## What you have to do
Reproduce every line of the items below, character for character.

>>>

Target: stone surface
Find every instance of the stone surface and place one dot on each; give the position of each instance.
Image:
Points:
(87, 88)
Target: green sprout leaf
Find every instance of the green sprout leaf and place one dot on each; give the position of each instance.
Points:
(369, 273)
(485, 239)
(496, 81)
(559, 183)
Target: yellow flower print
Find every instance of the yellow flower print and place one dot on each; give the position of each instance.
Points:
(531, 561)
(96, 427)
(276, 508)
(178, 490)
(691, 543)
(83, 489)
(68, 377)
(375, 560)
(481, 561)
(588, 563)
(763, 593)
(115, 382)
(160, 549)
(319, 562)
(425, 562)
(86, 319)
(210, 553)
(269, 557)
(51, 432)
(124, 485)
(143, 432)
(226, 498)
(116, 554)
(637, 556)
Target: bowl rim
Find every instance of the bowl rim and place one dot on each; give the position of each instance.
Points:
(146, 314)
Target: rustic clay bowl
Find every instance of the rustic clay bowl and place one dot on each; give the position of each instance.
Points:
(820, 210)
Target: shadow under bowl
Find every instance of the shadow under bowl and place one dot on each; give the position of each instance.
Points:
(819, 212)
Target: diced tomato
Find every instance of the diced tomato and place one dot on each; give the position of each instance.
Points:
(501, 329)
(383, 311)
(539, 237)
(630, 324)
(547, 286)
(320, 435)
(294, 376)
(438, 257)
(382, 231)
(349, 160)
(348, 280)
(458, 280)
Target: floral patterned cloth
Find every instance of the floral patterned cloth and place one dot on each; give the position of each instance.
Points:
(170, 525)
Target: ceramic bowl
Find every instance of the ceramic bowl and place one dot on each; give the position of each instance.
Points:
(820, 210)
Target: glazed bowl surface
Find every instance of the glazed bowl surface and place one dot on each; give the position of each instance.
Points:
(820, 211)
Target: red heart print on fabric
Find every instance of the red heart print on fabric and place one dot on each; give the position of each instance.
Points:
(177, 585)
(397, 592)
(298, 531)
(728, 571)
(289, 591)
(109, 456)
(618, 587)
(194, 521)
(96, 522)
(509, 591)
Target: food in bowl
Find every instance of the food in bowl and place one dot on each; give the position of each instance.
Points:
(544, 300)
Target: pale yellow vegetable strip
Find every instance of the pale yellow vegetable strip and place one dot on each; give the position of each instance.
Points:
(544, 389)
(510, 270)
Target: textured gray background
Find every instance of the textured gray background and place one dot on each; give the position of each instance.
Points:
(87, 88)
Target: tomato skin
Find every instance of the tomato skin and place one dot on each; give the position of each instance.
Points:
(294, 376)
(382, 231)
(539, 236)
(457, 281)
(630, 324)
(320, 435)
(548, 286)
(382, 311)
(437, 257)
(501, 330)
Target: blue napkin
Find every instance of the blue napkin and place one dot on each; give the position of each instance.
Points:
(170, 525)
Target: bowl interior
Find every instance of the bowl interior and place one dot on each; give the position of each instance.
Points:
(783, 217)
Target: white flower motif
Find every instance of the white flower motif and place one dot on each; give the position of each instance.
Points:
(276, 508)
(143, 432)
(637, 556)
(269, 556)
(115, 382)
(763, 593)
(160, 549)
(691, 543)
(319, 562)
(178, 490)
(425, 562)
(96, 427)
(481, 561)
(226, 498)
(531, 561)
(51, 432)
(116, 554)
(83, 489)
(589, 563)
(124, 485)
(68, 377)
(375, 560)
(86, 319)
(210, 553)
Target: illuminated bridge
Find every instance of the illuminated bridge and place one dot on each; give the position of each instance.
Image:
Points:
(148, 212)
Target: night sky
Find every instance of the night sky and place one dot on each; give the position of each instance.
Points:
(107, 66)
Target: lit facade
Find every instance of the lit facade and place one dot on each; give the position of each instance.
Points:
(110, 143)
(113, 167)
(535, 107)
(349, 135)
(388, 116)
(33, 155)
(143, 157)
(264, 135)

<<<

## Result
Target: stone surface
Find every instance of the stone surface and place one dot on each; give the position of each instance.
Image:
Points:
(87, 88)
Target: green sprout leaf
Find every instance of the green sprout leaf and place one dot on each; give the position of each instance.
Points:
(369, 273)
(485, 239)
(496, 81)
(559, 183)
Target: yellow flower print
Find every instance of the yellow flower print and place one dot on each; give the position of each instance.
Points:
(531, 561)
(96, 427)
(276, 508)
(178, 490)
(691, 543)
(83, 489)
(68, 377)
(375, 560)
(481, 561)
(588, 563)
(763, 593)
(115, 382)
(160, 549)
(319, 562)
(425, 562)
(86, 319)
(210, 553)
(269, 557)
(51, 432)
(124, 485)
(143, 432)
(226, 498)
(116, 554)
(637, 556)
Target: bowl rim
Find every instance of the bowl rim and place one dot on each; give the position of each instance.
Points:
(146, 314)
Target: rustic clay bowl
Find every instance of the rustic clay bowl and place one dot on each; give the position of each instance.
Points:
(820, 210)
Target: shadow under bowl
Find every instance of the shadow under bowl and place one dot on each; give the position of each instance.
Points:
(819, 212)
Target: diced tomato
Find every instance of the diced tomato and place one dot on each; give the position of each instance.
Points:
(501, 329)
(383, 311)
(539, 237)
(630, 324)
(547, 286)
(320, 435)
(294, 376)
(438, 257)
(382, 231)
(349, 160)
(348, 280)
(458, 280)
Target: floral patterned cloth
Find every instance of the floral patterned cloth and place one dot on each; give the position of each instance.
Points:
(170, 525)
Target: ceramic bowl
Find every instance of the ceramic bowl and place one dot on each; give the position of each instance.
Points:
(820, 210)
Target: glazed bowl surface
Find every instance of the glazed bowl surface and place one dot on each; give the position of each instance.
Points:
(820, 211)
Target: red heart print on fabric
Find every instance of the red heart print on fabric and place one dot on each; give the position of each instance.
Points:
(177, 585)
(397, 592)
(298, 531)
(728, 571)
(289, 591)
(109, 456)
(618, 587)
(194, 521)
(96, 522)
(509, 591)
Target: food in bowl
Find every instance of the food in bowl and place one dot on each; give the position of each instance.
Points:
(544, 300)
Target: pale yellow vegetable strip
Find every instance of the pale yellow vegetable strip and place one dot on each; give the position of each instance.
Points:
(544, 389)
(510, 270)
Target: textured gray background
Find every instance of the textured gray background and place one dot on each; give the position of each instance.
Points:
(87, 88)
Target: tomato skin
Find every instance of the tomato skin and place one dot on each; give the position of each instance.
Points:
(294, 376)
(382, 231)
(539, 236)
(457, 281)
(630, 324)
(320, 435)
(548, 286)
(382, 311)
(437, 257)
(501, 330)
Target: blue napkin
Find every instance of the blue napkin and place one dot on each; give the position of each instance.
Points:
(170, 525)
Target: bowl interior
Find every instance of the bowl interior and place one dot on each; give the position of each instance.
Points:
(783, 217)
Target: white flower motif
Find every instance of the white flower motif and place one dot on each; give the position of each instance.
Points:
(276, 508)
(143, 432)
(637, 556)
(269, 556)
(115, 382)
(763, 593)
(160, 549)
(691, 543)
(319, 562)
(178, 490)
(425, 562)
(96, 427)
(481, 561)
(226, 498)
(531, 561)
(51, 432)
(116, 554)
(83, 489)
(589, 563)
(124, 485)
(68, 377)
(375, 560)
(86, 319)
(210, 553)
Target: illuminated bridge
Find every instance of the illuminated bridge and place one dot on each; give the position of each instance.
Image:
Points:
(148, 212)
Target: night sky
Find every instance of the night sky and place one dot on each; give the position of each instance.
Points:
(107, 66)
Target: lit facade
Find every instance of the lit facade and place one dot on each; give the position of each instance.
Points:
(110, 143)
(113, 167)
(535, 107)
(349, 135)
(388, 116)
(33, 155)
(143, 157)
(264, 135)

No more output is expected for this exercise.